PROVIDED PASSAGE
################
How is it going?  In terms of project management, communication, requirements.

apw
Thursday, January 15, 2004

Are you also interested in option C)?

I.e., you used to work for them but you now work for us because they outsourced your dept. to us. (a.k.a. "Transitioned", euphemism for "buggered").

Paul Sharples
Thursday, January 15, 2004

option C, sure.....just interested in the other side of the coin as far as this Elseware is concerned...

apw
Thursday, January 15, 2004

The company I work for outsources about 90% of all development; I'm the only actual employee that works on the development work.  To say communication is a problem is the understatement of the year.

Name withheld for obvious reasons
Thursday, January 15, 2004

sorry for the confusion in the subject line.


I'm looking for comments from the point of view of "those who receive work" (outsource-ee) from a company (the outsource-er).

apw
Thursday, January 15, 2004

B). I think we (http://www.iponweb.net) get projects mainly because our customers (the outsource-er) have no (enough) resources. Price maybe matters too but I don't think it is a main deciding factor - usually customers are being more worried about things get done and about quality.

Ilya Martynov
Thursday, January 15, 2004

Working on a project parts of which are subcontracted to Germany, France, Finland and China.

Communication is horrendus, it's hard to motivate our contractors (who admittedly are busy on other projects).

Our customer is probably the biggest problem; changing requirements being the largest pain.

I never want to do this again.


Thursday, January 15, 2004

We've been doing it for close to 7 years now. I'm 50% owner in a small shop with 6 employees. All we do is internal, customized development for our clients' in-house systems. We don't do "shrink-wrap" (a la Joel's FogBugz/Citydesk/whatever). I've got no problems with it and it's made a more than comfortable living for 6 folks for quite a long time now.

==>How is it going?  In terms of project management, communication, requirements.

No different than if I was an employee of my clients. The only difference is a lot more phone/email/travel to various client sites 'cause we're not there in their local cube farm. You do a lot more running around as you've got clients in many locations.
################
SOURCE EXCERPT
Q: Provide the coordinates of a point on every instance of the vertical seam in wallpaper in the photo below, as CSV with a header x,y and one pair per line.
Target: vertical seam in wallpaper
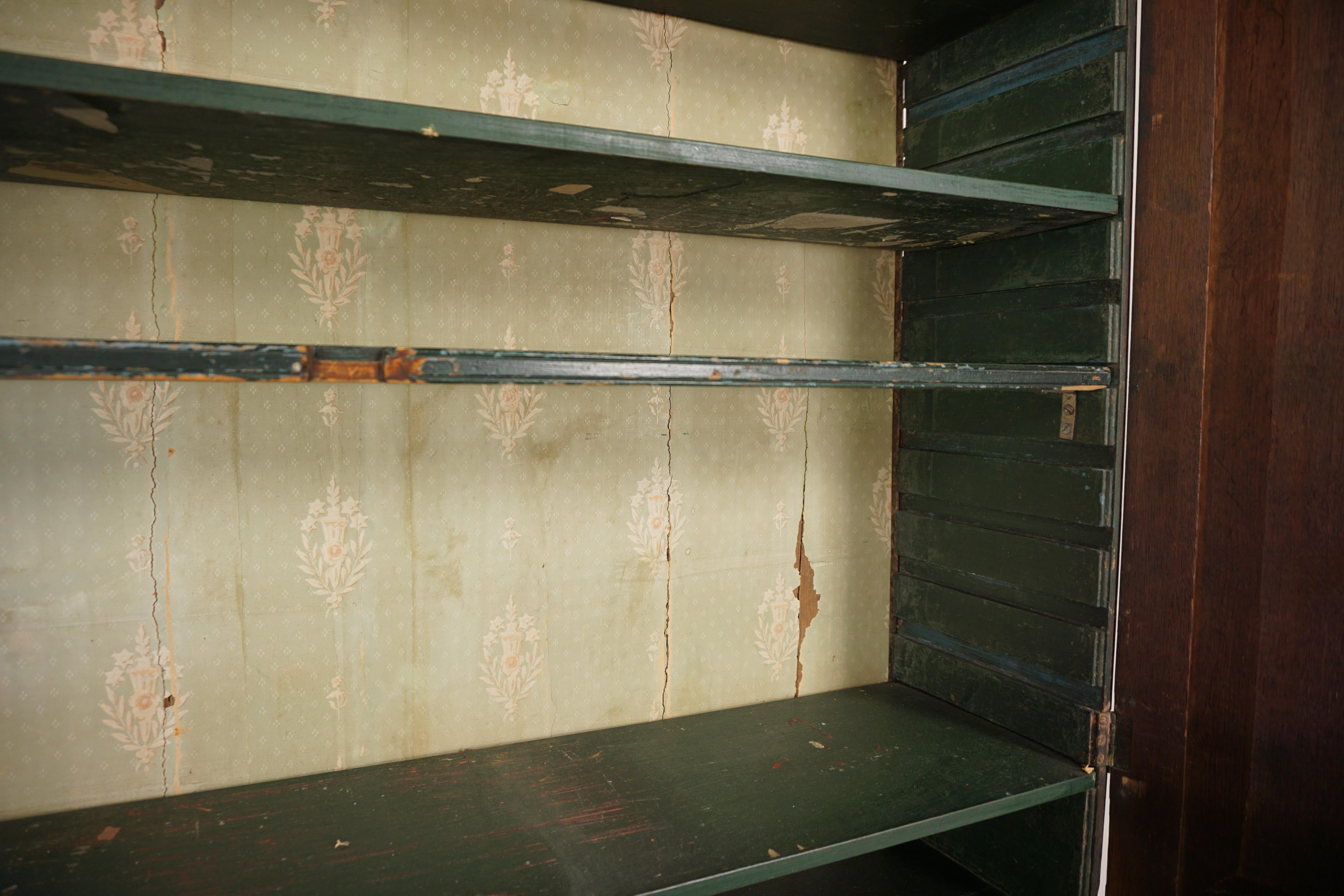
################
EXERCISES
1. Translate this sentence from the outsourcing discussion into French: "We've been doing it for close to 7 years now."
2. Answer these questions using the outsourcing discussion:
(a) To which countries are parts of the project subcontracted, according to the post that begins "Working on a project"?
(b) About what share of all development does the company of the poster whose name is withheld outsource?
(c) How many employees does the small shop described in the post beginning "We've been doing it" have?
3. Resume the outsourcing discussion from the point where it stops.

EXERCISE RESPONSES
1. Nous le faisons depuis près de 7 ans maintenant.

2.
(a) Germany, France, Finland and China.
(b) About 90%.
(c) Six.

3.
The one thing I want to caution you of is the costs involved in running such a business. In the early days, prior to having employees, when we (partner and I) were solo (no employees) we ran things out of a spare bedroom. Virtually no costs. Now, with employees, an office, and all of the associated costs it costs a fortune to keep the place running. There's 6 of us. We haven't run the numbers for 2003 yet (damn! 2003 taxes are due today !!!) but for the prior year, 2002, it cost us just shy of 40K a *month* to keep the outfit running, and we're pretty much on a shoestring budget (honestly, it's worse than that, we're cheapskates <grin>) . This includes all expenses (payroll being the biggest). To stay viable as a business, we've got to pull in more than that to make it worthwhile for the owners/partners. Thankfully, we've been able to pull it off and things keep getting better.

Sgt. Sausage
Thursday, January 15, 2004

I'm on the other side of the coin -- we've hired help to get a project done.  The good thing is they seem to be fairly competent.  But communication has so far been pretty bad.  Fortunately, I have some influence, and my manager agrees with my concerns, and we are working to improve matters.

One of the biggest problems is that many (most?) developers tend not to be very communicative.  They want to sit and code, not talk/email/IM.  Or rather, they'll do it, but only enough to think they know what to do.

It's hard work to establish a culture of communication.  But it can be done.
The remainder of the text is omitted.